Excerpt:
┌──

Курсова робота «Grammatical categories. The category of activity and passivity.», 2014 рікЗ предмету Іноземні мови · додано 15.03.2014 08:45 · від anastasia · Додати в закладки
In this work we have examined the use of the passive in English. The goal was to study the relevance of the use of the passivity activity, to analyze the reasons for choosing the passive, to reveal the grammatical nature of the passive constructions and to register different types of such constructions, to find out which constructions compete with the passive and explore the role of passive in English.
English allows a number of passive constructions which are not possible in many of the other languages with similar passive forms.
The English passive has been studied from many different linguistic angles. It is a construction that may be dificult in terms of sentence comprehension, but these dificulties are balanced out by a better fit between informational status, discourse needs, and syntactic structure.
In my work we have looked separately at each component of the passive construction in English and at their contribution as a whole.
The syntactic and semantic asymmetry among the arguments of the passivized verbs is also an important factor in determining which verbs can be passivized and which cannot. Syntectically, a verb needs to have an external argument in order to form a passive. In addition, passivization works best if the event is not just transitive in the structural sense of the term, but if it is also semantically transitive.

└──

Data section:
┌──

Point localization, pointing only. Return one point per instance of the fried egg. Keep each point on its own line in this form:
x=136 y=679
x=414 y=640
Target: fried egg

└──

Problems to solve:
(A) Rewrite the excerpt on the English passive between "English allows a" and "and syntactic structure.", inclusive, changing "linguistic angles" to "linguistic perspectives".
(B) Translate this sentence from the excerpt on the English passive into Spanish: "English allows a number of passive constructions which are not possible in many of the other languages with similar passive forms."
Use only the text itself.

Problem solutions:
(A)
English allows a number of passive constructions which are not possible in many of the other languages with similar passive forms.
The English passive has been studied from many different linguistic perspectives. It is a construction that may be dificult in terms of sentence comprehension, but these dificulties are balanced out by a better fit between informational status, discourse needs, and syntactic structure.

(B) El inglés permite varias construcciones pasivas que no son posibles en muchas de las demás lenguas con formas pasivas similares.